**SUPPLIED RECORDS**

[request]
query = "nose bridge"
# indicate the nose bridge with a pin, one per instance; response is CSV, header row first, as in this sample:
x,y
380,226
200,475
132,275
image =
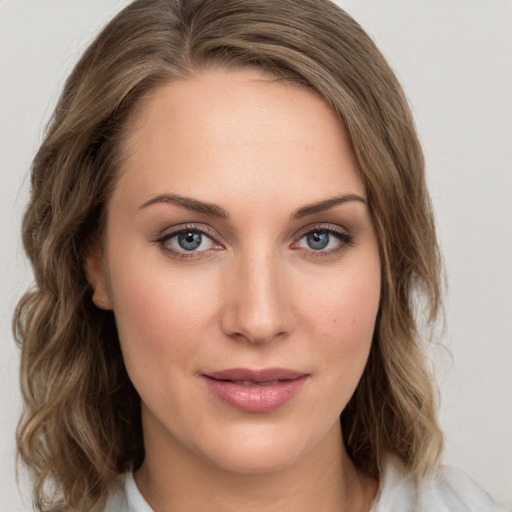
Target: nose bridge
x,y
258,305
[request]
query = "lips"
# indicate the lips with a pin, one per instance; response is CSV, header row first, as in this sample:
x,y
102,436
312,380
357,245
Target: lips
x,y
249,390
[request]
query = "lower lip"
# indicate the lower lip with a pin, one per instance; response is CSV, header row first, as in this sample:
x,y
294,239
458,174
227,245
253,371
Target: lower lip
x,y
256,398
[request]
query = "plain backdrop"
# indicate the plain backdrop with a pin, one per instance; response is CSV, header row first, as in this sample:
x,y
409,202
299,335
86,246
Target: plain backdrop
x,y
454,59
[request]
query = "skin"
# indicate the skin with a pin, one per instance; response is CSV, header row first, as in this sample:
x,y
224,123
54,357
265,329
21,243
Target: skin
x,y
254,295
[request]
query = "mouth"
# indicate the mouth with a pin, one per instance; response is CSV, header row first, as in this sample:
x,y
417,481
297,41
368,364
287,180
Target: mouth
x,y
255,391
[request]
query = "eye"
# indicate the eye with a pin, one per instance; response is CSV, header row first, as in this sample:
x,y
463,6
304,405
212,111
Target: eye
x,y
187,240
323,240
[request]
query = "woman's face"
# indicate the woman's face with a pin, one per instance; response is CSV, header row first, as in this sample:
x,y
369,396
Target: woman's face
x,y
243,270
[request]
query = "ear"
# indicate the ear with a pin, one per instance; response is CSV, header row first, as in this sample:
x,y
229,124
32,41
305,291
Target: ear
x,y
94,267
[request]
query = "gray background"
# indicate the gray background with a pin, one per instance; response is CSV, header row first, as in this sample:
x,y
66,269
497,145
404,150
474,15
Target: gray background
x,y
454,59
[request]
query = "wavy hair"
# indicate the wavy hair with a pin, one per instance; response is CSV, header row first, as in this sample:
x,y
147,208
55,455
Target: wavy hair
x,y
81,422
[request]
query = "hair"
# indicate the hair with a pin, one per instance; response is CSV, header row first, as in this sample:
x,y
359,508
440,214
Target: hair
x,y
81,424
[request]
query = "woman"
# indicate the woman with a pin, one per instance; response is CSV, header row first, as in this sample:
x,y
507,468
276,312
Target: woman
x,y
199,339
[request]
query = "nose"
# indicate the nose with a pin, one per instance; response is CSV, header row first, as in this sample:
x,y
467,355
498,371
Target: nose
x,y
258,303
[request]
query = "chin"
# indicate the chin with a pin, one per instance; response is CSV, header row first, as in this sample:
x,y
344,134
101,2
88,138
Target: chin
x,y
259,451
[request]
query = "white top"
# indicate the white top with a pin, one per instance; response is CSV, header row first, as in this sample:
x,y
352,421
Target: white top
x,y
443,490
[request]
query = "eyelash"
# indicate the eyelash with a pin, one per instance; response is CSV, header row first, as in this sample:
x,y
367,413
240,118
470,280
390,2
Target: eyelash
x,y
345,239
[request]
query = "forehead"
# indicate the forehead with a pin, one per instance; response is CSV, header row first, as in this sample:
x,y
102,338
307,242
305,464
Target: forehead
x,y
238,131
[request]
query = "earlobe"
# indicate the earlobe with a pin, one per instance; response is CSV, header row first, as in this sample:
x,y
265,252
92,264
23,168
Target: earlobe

**AIM OF THE TASK**
Which lines of the records above hold the word "earlobe"? Copy each of them.

**YOUR SOLUTION**
query = "earlobe"
# indicate the earlobe with a pin, one per instance; response is CSV, header row first, as in this sample:
Target: earlobe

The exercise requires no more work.